Excerpts from a point labeling dataset:
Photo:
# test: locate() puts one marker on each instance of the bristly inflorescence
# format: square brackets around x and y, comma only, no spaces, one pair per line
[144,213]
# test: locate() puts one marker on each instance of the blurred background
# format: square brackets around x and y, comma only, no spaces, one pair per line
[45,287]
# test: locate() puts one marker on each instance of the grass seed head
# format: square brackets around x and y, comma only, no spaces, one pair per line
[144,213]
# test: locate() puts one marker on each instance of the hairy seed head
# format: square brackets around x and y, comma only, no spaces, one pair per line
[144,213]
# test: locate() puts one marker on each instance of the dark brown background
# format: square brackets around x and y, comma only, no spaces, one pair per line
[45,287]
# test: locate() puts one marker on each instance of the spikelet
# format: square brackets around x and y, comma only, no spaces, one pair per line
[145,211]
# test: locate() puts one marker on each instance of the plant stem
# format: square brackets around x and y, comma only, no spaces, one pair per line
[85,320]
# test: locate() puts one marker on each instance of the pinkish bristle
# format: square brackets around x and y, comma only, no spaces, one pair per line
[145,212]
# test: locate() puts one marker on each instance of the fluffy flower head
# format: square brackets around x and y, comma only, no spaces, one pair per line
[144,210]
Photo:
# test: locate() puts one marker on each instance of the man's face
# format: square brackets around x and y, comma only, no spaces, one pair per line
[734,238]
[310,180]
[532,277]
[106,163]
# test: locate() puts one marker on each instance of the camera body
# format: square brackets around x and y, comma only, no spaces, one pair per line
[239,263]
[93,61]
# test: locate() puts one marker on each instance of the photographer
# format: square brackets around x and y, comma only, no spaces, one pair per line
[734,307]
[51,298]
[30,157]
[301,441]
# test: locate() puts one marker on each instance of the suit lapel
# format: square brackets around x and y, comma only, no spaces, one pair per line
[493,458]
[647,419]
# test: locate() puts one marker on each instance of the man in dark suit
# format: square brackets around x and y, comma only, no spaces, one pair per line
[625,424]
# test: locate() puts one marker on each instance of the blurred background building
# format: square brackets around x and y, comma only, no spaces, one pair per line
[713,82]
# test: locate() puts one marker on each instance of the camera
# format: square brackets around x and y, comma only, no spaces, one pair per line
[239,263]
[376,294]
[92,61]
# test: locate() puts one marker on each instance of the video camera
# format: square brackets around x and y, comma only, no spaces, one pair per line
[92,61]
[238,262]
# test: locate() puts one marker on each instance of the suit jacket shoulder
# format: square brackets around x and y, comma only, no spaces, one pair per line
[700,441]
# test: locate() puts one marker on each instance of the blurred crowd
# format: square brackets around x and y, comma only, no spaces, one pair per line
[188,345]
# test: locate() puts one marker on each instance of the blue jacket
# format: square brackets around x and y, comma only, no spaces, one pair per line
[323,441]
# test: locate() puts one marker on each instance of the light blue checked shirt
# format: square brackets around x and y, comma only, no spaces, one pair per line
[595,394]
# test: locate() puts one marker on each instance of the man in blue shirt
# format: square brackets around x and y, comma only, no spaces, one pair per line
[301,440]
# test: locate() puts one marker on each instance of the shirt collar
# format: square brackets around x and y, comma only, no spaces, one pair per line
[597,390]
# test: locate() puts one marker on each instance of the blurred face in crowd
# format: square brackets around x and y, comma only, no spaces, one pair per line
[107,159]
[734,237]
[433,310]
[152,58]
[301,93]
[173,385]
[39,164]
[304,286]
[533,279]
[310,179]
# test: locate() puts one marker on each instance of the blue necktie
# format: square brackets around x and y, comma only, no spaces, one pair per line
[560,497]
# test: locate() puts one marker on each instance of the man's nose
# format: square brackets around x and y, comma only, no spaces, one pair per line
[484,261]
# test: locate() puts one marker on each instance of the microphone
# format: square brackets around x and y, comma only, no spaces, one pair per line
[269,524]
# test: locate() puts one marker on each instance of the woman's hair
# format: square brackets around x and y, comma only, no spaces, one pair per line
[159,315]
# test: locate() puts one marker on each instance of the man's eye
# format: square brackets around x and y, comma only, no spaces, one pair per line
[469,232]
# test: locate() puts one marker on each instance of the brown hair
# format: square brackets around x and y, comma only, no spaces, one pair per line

#### What the task requires:
Duplicate the listing above line for line, leaving every character as it is.

#### Final result:
Photo:
# test: locate() puts one marker on each instance of the bristly inflorescence
# format: square brackets around x and y, comma only, no spaces, one pair per line
[144,213]
# test: locate() puts one marker on each instance of the blurred background
# format: square brackets around x and y, comma only, no spaces, one pair per line
[45,287]
# test: locate() puts one marker on each instance of the grass seed head
# format: square brackets around x and y, comma only, no spaces, one pair per line
[144,213]
# test: locate() puts one marker on each instance of the hairy seed head
# format: square brackets around x and y, comma only, no spaces, one pair per line
[144,213]
# test: locate() puts one marker on each instance of the dark brown background
# format: square brackets around x and y, comma only, no spaces, one pair per line
[45,287]
# test: locate() puts one marker on each instance of the spikelet
# format: square brackets around x and y, comma only, no spaces, one pair per line
[145,211]
# test: locate() puts one marker on each instance of the plant stem
# format: square brackets around x and y, comma only, no spaces, one pair per line
[85,320]
# test: locate() puts one marker on each instance of the pinkish bristle
# format: square brackets around x and y, comma only, no spaces, one pair per line
[145,212]
# test: locate() puts one marker on each instance of the fluffy flower head
# format: square brackets around x and y, comma only, no spaces, one pair per line
[144,210]
Photo:
# test: locate() puts one marker on each instance of the man's face
# format: square brackets around x and y, comma only, no spaces, one pair per line
[734,238]
[310,180]
[532,277]
[106,163]
# test: locate() puts one marker on each instance of the camera body
# format: square brackets around x and y, comma only, no spaces, one pair per line
[239,263]
[93,61]
# test: locate() puts one marker on each instance of the photographer
# format: square brackets around x and y, comma only, no spaces, one pair per line
[734,307]
[51,298]
[30,157]
[301,441]
# test: locate() puts one marker on each instance of the suit lapel
# format: square brackets around x and y, comma only, no spaces, one pair per line
[493,458]
[647,419]
# test: locate() puts one marker on each instance of the man in dark suit
# format: square brackets around x and y, comma only, no spaces, one pair per line
[625,424]
# test: locate() puts one marker on each instance of the blurred background building
# format: square brackets around x and y, comma only, no spaces, one pair per line
[713,82]
# test: locate() puts one marker on each instance of the camera
# format: square brackets around x and y, comma only, no spaces, one pair per line
[239,263]
[376,294]
[92,61]
# test: locate() puts one marker on each instance of the video camera
# format: square brackets around x and y, comma only, no spaces, one pair per line
[92,61]
[238,262]
# test: locate() puts one marker on each instance of the suit jacket shoulder
# format: square brackets around x and y, comma only, no spaces, one pair per line
[700,441]
# test: locate() puts one marker on each instance of the blurred crowd
# format: square brackets around x and y, comma only, no spaces, one pair per line
[188,345]
# test: locate() puts one marker on each instance of the blue jacket
# format: square brackets around x and y, comma only, no spaces, one pair per line
[323,441]
# test: locate() puts one marker on each instance of the light blue checked shirt
# format: square brackets around x and y, comma only, no spaces, one pair per line
[595,394]
# test: locate() puts one marker on each instance of the man in blue shirt
# format: square brackets around x and y, comma only, no spaces, one pair per line
[301,440]
# test: locate() puts one marker on each instance of the shirt collar
# format: square brackets around x and y, comma only, no spaces, one pair per line
[597,390]
# test: locate() puts one marker on each instance of the blurred face in crowd
# format: square brackets around x and y, comma only, no spaces, one pair per line
[107,159]
[734,237]
[433,310]
[152,58]
[301,93]
[173,385]
[39,164]
[304,286]
[533,279]
[310,179]
# test: locate() puts one marker on each instance of the blue necktie
# format: square brackets around x and y, comma only, no spaces, one pair per line
[560,497]
# test: locate() puts one marker on each instance of the man's nose
# format: square brackets around x and y, comma only, no spaces, one pair per line
[484,261]
# test: locate() puts one marker on each instance of the microphone
# format: square brackets around x and y, comma only, no spaces, one pair per line
[269,524]
# test: locate() puts one marker on each instance of the woman's hair
# format: square brackets around x and y, comma only, no spaces, one pair per line
[159,315]
# test: locate() puts one marker on each instance of the man's eye
# format: square brackets around x and y, comma only, no spaces, one pair per line
[469,232]
# test: locate() puts one marker on each instance of the brown hair
# format: square brackets around x and y, comma only, no spaces, one pair per line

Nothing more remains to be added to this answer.